### Vos tâches
1 – Dans l'entretien avec Patrick Dempsey, pourquoi faut-il, selon lui, veiller à trouver son propre rythme à la télévision ? Répondez en une à trois phrases.
2 – Poursuivez l'entretien avec Patrick Dempsey à partir de sa dernière réponse.

== Texte fourni

Heureux père de famille, acteur à succès, pilote de course émérite et manager à l’écoute de son équipe, nous sommes partis à la rencontre de Patrick Dempsey lors de l’édition 2017 des 24 Heures du Mans. Outre les 40° excessifs pour un mois de juin, nous n’avions qu’une seule chose en tête : passer sans encombre le portique de sécurité du paddock afin d’évoquer avec lui l’immense investissement et la performance d’un homme au service d’une équipe. "Ce qui m’anime, c’est que je suis à la recherche d’expériences plus riches, plus profondes." En quête d’adrénaline, avec l’ambition des nouveaux défis, Patrick Dempsey s’est confié sur l’équilibre nécessaire d’une vie à 100km/h, les compromis inévitables à toute réussite ainsi que son obsession à travailler dur afin d’atteindre ses objectifs.
Du Docteur Derek Shepherd, personnage iconique de la série télé Grey’s Anatomy à votre récent rôle dans Bridget Jones 3, comment avez-vous vécu la transition vers le cinéma ?
Le cinéma est un processus différent de celui de la télévision, parce qu’il y a un début évident, un milieu et une fin. A la télévision, il s’agit davantage d’endurance. Tu te dois de faire attention à trouver ton propre rythme parce qu’il n’y a pas de fin en vue. La télévision te force vraiment, tout comme la course automobile, à être dans le moment présent. C’est une façon encore plus forte d’aborder la vie. Peu importe le sport ou la profession, le plus gros challenge est celui d’arriver à maintenir une notion de présence dans l’instant. Pour moi, les sports mécaniques, et le fait de travailler avec Porsche, de côtoyer leur philosophie et leur culture au quotidien, me rappelle qu’il faut vivre dans l’instant présent. J’expérimente ça dans les sports automobiles et je tente de le traduire à Hollywood, que ce soit au cinéma ou à la télévision.

====
== Jeu d'entrées

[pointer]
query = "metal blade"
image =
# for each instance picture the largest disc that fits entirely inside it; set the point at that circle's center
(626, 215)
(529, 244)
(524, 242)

====

### Réponses
1 – Selon Patrick Dempsey, à la télévision il n'y a pas de fin en vue. Contrairement au cinéma, qui a un début, un milieu et une fin évidents, la télévision est surtout une affaire d'endurance, d'où la nécessité de trouver son propre rythme.

2 –
Vous êtes non seulement un acteur à succès mais également un pilote dévoué à son sport. En quoi la comédie et la course ont plus de choses en commun que ce que l’on pourrait croire ?
Dans les sports mécaniques, tu te dois d’être non seulement dans l’instant présent mais également conscient des choses qui t’entourent, de la situation. Tu te dois de faire attention à ce qu’il y a devant toi, à ce qu’il y a derrière ou à côté. Je crois que c’est réellement le plus gros défi. Tu ne peux pas te permettre d’avoir un bruit de fond dans la tête parce que c’est capable de te distraire et ça t’empêche d’être dans le moment présent. Il y a quelque chose qui est aussi lié à la respiration. Cela devient presque une expérience religieuse, une expérience émotionnelle parce que tu es intimement connecté à ta propre respiration. Je crois qu’on retrouve une certaine qualité de vie à vivre ainsi et ça devient finalement une addiction. C’est un sentiment plus léger qui te met au défi sans cesse. La course automobile te fait prendre beaucoup de risques et je crois, après tout, que c’est ce que recherchent les gens. Tu tends à sacrifier énormément de choses pour retrouver ce sentiment-là.
Les voitures, et particulièrement les Porsche, sont votre passion numéro une. Comment arrivez-vous à concilier votre carrière d’acteur et votre passion pour la course automobile ?
Ce qui est vraiment fascinant, c’est d’avoir su se fixer des objectifs et arriver à les atteindre. On a décroché la victoire lors des 6 Heures de Fuji en 2015, en catégorie LMGTE Am, dans le cadre du Championnat du monde d'endurance (WEC). Notre réel objectif était les 24 Heures du Mans et on a fini second. Et de manière générale, on se débrouille pas mal en FIA WEC. Pour la saison actuelle, on s’est concentrés sur les 24 Heures du Mans, on veut faire une saison complète. En ayant de tels objectifs, je savais que ça voulait dire de gros sacrifices envers les autres domaines de ma vie et un investissement à 100%.
" Si on veut réussir, on doit accorder une attention particulière à ce que l’on fait
et être concentré en permanence sur son objectif final "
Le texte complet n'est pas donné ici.